ASSIGNMENT:
Using the listing below, report each line holding the string "asphalt".

SOURCE MATERIAL:
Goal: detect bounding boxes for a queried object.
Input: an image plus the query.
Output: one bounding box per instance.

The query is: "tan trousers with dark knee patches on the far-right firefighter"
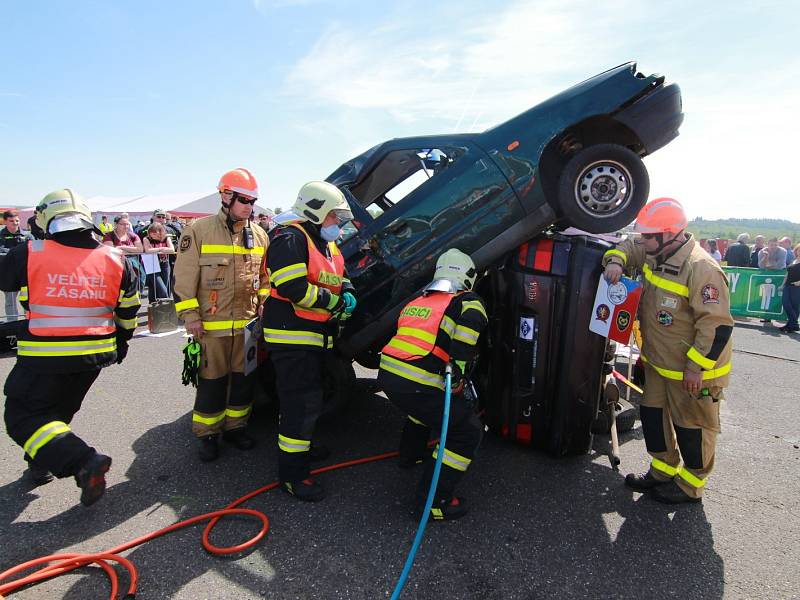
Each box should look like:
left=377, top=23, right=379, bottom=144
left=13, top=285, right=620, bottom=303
left=639, top=365, right=723, bottom=498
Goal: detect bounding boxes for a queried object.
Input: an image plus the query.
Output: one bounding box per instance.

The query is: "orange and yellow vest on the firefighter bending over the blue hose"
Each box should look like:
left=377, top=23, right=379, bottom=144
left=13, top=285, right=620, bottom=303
left=381, top=292, right=459, bottom=362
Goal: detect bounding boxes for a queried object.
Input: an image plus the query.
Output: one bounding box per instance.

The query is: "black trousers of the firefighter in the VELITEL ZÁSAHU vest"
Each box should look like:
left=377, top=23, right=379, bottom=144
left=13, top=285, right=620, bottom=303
left=3, top=364, right=100, bottom=477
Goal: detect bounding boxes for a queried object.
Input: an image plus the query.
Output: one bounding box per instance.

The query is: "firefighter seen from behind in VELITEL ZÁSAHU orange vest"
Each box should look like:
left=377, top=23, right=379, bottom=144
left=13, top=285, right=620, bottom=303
left=0, top=189, right=139, bottom=506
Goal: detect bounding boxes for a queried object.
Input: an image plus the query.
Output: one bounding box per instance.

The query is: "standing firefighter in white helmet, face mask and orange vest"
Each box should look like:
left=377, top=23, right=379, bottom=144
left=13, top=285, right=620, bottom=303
left=263, top=181, right=356, bottom=502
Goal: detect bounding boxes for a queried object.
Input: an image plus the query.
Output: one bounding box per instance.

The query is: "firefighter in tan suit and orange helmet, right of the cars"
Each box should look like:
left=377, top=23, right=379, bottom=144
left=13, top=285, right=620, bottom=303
left=603, top=198, right=733, bottom=504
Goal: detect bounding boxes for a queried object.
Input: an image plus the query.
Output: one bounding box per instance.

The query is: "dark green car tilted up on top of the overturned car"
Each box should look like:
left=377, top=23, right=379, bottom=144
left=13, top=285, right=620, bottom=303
left=327, top=63, right=683, bottom=367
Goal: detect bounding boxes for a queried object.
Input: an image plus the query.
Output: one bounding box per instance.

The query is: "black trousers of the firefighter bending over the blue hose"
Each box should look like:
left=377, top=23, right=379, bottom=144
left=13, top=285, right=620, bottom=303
left=384, top=386, right=483, bottom=502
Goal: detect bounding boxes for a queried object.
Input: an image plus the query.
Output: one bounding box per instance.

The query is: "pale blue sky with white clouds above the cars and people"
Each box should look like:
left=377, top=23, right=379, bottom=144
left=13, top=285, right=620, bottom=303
left=0, top=0, right=800, bottom=222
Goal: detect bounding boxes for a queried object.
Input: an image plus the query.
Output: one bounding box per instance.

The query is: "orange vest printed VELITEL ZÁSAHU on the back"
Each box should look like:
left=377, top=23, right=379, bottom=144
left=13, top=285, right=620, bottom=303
left=27, top=240, right=125, bottom=337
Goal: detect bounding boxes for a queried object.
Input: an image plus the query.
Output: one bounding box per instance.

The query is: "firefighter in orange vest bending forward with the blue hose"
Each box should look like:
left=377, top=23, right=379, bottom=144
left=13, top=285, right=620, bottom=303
left=378, top=248, right=487, bottom=521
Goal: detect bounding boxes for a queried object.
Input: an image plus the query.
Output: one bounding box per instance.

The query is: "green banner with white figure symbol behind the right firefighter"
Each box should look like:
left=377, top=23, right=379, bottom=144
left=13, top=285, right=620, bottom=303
left=722, top=267, right=786, bottom=321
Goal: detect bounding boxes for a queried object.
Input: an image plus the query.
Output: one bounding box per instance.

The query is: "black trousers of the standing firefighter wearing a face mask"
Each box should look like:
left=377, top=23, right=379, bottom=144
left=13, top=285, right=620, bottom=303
left=270, top=350, right=325, bottom=482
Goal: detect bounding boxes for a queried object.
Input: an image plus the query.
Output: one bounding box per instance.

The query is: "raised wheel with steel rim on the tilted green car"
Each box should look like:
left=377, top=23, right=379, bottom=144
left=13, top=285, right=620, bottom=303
left=556, top=144, right=650, bottom=233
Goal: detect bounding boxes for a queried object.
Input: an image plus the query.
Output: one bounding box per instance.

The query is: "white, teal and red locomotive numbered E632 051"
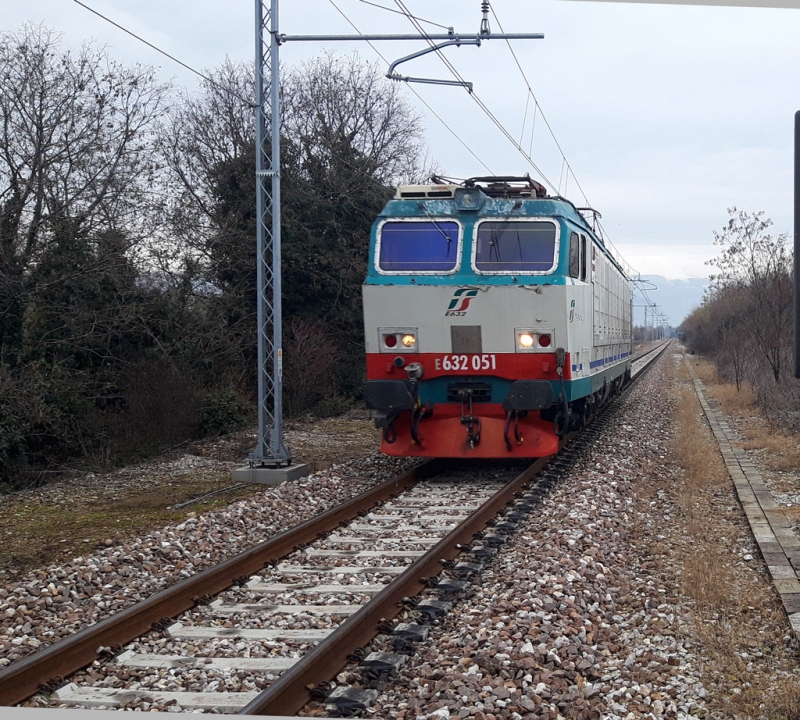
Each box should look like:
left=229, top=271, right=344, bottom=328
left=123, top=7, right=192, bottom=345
left=363, top=176, right=632, bottom=458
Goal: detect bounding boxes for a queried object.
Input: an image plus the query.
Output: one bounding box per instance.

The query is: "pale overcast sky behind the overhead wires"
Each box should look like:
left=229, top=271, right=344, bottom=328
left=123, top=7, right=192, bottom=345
left=0, top=0, right=800, bottom=296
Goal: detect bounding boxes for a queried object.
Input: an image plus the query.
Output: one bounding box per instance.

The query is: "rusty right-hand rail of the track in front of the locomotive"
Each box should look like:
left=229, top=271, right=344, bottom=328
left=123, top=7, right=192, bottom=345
left=239, top=456, right=553, bottom=715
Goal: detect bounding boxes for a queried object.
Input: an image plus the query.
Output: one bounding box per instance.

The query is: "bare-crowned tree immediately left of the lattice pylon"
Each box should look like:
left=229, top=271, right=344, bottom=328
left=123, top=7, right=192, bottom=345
left=158, top=59, right=256, bottom=386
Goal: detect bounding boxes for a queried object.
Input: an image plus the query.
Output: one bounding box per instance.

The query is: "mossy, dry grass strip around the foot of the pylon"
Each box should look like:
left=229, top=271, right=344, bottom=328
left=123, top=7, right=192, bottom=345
left=0, top=418, right=380, bottom=577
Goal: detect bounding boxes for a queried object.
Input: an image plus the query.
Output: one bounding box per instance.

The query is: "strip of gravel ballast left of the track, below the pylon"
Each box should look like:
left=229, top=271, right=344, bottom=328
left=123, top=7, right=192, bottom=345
left=0, top=455, right=409, bottom=667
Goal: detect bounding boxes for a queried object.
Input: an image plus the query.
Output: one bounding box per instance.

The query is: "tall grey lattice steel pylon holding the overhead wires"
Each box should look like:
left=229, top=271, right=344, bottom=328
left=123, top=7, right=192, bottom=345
left=250, top=0, right=292, bottom=467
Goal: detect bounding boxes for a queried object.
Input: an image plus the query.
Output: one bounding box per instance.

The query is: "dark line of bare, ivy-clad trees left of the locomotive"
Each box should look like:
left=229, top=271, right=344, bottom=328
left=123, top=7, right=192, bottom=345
left=0, top=25, right=426, bottom=486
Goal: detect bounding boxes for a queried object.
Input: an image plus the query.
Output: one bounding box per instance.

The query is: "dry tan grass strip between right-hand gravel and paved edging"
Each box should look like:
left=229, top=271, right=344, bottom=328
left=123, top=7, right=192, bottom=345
left=673, top=358, right=800, bottom=720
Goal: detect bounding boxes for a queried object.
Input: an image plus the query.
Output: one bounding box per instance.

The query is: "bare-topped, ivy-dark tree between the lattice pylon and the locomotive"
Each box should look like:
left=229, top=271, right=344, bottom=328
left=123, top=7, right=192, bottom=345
left=282, top=53, right=434, bottom=352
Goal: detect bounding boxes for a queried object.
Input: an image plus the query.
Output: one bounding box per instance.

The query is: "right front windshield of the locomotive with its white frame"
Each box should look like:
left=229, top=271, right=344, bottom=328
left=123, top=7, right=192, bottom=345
left=472, top=217, right=561, bottom=275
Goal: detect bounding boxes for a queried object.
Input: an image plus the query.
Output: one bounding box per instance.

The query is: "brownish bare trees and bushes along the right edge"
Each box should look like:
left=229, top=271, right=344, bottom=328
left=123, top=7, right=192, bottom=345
left=681, top=207, right=800, bottom=430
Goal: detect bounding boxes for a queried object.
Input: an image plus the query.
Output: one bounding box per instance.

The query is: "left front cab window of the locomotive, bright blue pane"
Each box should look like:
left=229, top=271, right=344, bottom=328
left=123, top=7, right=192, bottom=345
left=375, top=220, right=461, bottom=273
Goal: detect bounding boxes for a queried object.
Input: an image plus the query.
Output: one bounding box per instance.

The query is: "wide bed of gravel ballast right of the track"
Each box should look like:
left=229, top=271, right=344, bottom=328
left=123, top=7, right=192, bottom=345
left=340, top=357, right=791, bottom=720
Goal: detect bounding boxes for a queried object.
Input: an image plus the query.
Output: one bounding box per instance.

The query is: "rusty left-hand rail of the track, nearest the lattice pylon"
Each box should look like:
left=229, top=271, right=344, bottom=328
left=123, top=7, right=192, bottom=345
left=0, top=460, right=442, bottom=706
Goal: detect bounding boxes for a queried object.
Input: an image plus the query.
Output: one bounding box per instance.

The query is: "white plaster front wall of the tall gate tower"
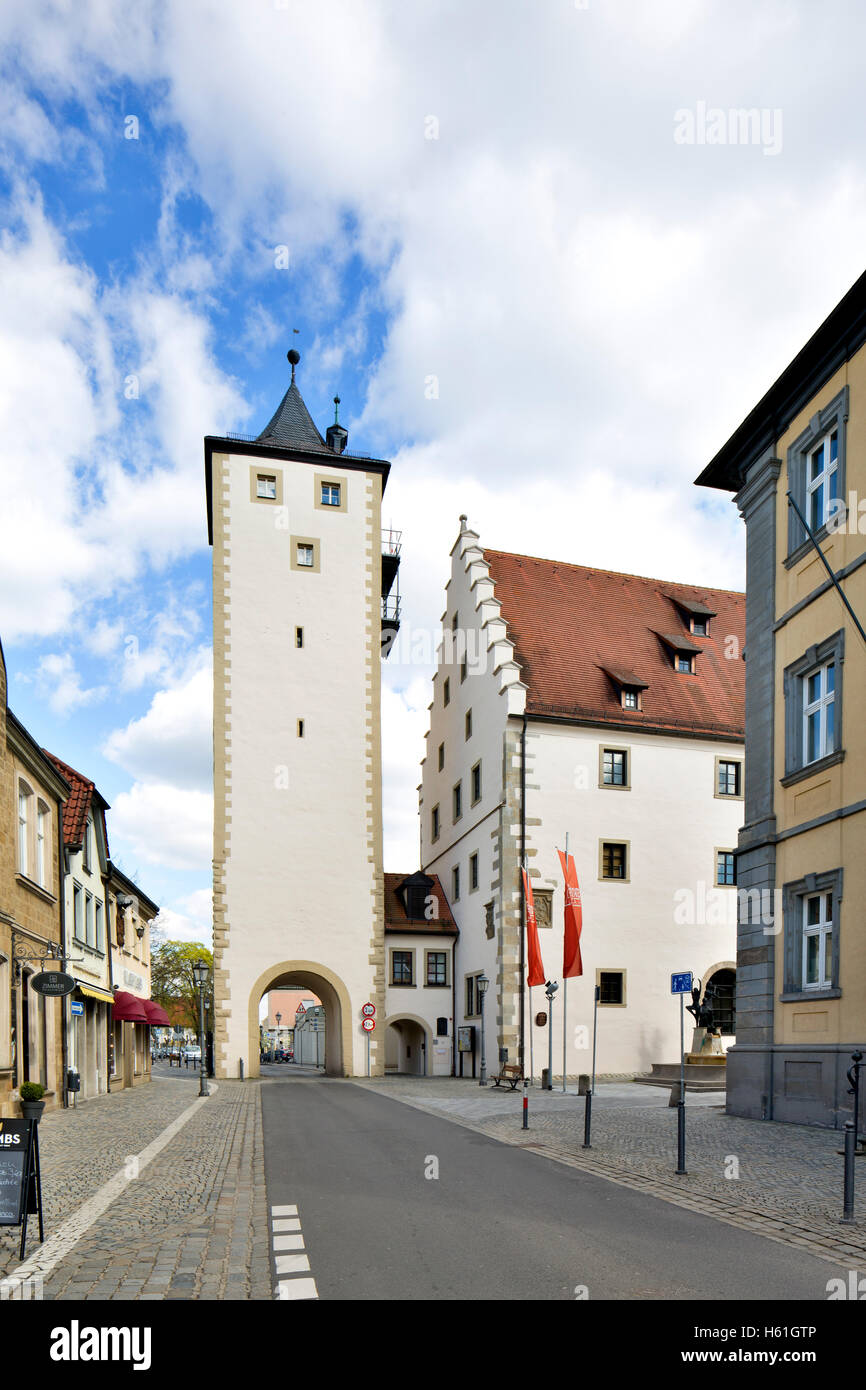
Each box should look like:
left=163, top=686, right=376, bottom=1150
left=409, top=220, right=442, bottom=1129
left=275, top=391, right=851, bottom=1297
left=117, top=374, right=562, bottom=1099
left=222, top=455, right=381, bottom=1074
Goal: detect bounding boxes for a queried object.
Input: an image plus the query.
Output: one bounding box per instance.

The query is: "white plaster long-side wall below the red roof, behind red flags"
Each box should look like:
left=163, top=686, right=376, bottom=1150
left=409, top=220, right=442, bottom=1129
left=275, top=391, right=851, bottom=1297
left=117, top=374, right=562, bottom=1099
left=527, top=724, right=744, bottom=1074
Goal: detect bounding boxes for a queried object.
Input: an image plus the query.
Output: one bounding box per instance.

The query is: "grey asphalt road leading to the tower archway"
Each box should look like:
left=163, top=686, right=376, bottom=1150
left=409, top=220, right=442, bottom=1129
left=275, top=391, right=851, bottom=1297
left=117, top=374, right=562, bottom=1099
left=261, top=1074, right=847, bottom=1302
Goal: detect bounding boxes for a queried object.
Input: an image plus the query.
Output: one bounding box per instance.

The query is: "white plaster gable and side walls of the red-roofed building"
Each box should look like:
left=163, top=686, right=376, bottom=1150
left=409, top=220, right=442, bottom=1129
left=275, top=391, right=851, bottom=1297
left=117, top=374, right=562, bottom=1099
left=420, top=532, right=744, bottom=1076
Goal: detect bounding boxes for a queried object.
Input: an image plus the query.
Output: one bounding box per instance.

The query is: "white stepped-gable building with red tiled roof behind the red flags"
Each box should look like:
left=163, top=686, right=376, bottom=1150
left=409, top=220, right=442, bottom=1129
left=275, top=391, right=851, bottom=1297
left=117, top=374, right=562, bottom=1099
left=420, top=517, right=745, bottom=1076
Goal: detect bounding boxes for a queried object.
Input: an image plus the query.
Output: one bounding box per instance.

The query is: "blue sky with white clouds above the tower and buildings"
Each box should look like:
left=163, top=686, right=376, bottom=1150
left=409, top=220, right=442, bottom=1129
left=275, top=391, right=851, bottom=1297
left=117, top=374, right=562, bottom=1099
left=0, top=0, right=866, bottom=942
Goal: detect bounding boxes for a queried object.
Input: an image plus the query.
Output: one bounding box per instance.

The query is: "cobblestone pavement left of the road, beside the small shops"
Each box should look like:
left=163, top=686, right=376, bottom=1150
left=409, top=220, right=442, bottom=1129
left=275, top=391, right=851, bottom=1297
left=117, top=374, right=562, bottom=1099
left=0, top=1076, right=274, bottom=1300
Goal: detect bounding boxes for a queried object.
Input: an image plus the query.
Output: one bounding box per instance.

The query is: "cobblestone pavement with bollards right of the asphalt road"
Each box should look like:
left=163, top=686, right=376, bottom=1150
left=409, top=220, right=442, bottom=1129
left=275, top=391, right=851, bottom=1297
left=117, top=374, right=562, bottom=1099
left=356, top=1076, right=866, bottom=1269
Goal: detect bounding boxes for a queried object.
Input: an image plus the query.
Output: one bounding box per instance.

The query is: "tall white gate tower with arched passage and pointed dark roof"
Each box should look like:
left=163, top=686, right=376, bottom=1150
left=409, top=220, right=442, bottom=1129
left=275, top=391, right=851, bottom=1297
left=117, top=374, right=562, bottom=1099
left=204, top=350, right=399, bottom=1077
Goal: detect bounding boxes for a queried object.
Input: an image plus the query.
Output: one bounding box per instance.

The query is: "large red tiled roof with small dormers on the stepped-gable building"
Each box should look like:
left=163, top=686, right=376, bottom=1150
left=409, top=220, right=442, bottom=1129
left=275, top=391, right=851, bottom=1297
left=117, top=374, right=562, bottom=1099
left=484, top=549, right=745, bottom=738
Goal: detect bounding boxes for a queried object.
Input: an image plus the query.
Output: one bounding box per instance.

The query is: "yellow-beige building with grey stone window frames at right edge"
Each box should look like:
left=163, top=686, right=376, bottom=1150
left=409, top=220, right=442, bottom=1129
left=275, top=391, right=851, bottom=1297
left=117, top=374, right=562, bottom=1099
left=698, top=265, right=866, bottom=1127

RESULT:
The query is: "grey asphalt road leading to the tower archway"
The query is: "cobblestone pavement with bollards right of the asphalt road"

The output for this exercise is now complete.